* _Provided passage_:

━━━━

Dave:  Right.  Hal will be out of luck in grasping novel word usage if he
must always depend on prior links between a word and its referents.  For
example, if we were to present him with a new tool which is not in his
database of tools, he won't be able to recognize it as a tool.

Frank:  Why couldn't he just recognize that, since it is being used to
accomplish something, it must be a tool?

Dave:   To recognize how a particular item exemplifies this general pattern,
he must witness the item in use and then intuit that it is being used as a
tool.  To do this, he must be conscious of all the items in the pattern
taken together.  If Hal were only a machine like Art Meckho, he would lack the
unified witnessing which necessary to intuit a pattern.


The Librarian vs. The Database

Dave:  In order to provide some more reasons why I believe that Hal is
conscious, I'd like to explore some ways in which, because we can witness
many items taken together, you and I can retrieve information more efficiently
than a machine.

Frank:  If this were a contest, we could call it 'The Librarian vs. The
Database'?

━━━━

* _What you need to do_:
Write the next part of the dialogue between Dave and Frank on whether Hal is conscious, picking up after its last line. The material that comes next has no connection to the dialogue about Hal.

━━━━

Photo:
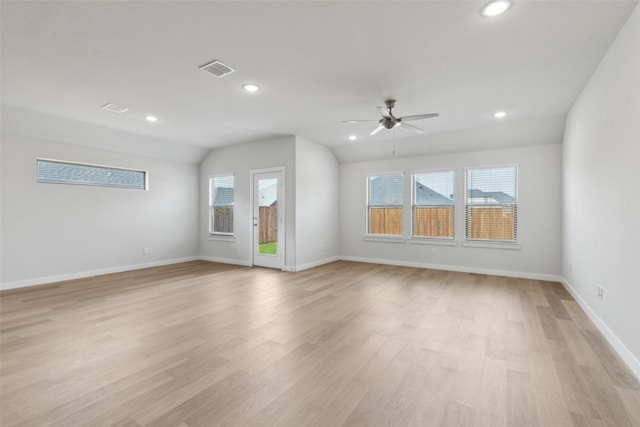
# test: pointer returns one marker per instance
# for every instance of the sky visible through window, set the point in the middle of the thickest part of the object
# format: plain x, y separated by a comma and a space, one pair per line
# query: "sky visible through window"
440, 182
493, 179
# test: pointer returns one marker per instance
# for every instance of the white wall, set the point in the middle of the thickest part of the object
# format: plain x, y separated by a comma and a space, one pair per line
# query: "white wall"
601, 215
539, 215
52, 232
317, 204
239, 160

━━━━

* _Reply_:
Dave:   So to speak, but librarians and databases aren't really enemies,
since, like our mind and our brain, they can work together to solve problems
which wouldn't be possible to either by themselves.  Because a librarian is
conscious of many things at the same time, she can readily draw up useful
bits of information, even if nobody ever asked for just that bit of information
before in just that way.  Because she can do this, she knows how to use the
enormous resources of a database, which can't adjust its own operations ad
hoc to the needs of a particular patron.   Taken together, the librarian
and the
database are synergistic.

Frank:  When you compare the mind and the brain to a librarian and a
database, what do you mean?

Dave:  I mean that, like a librarian who enters data into a database and
then draws up that data, the conscious subject both programs the brain and then
draws upon its resources.

Frank:  That's a far shot from the usual metaphor in Artificial Intelligence
and cognitive science, which thinks of the mind as like the running of a
program by the brain, not as an independent agent in its own right.

Dave:  Even if you don't accept my metaphor, we can still explore the
apparent contrast between conscious and mechanical information retrieval.
Unlike a machine which has to have explicit links with which to retrieve
information, you and I are holistically aware of our past experiences,
perceptions, insights, concepts, and judgments as an ever-present
background against which we interpret our present experience.  In my own
opinion, this is a
difference which makes a difference."  (Jim Mattea, Milwaukee, WI)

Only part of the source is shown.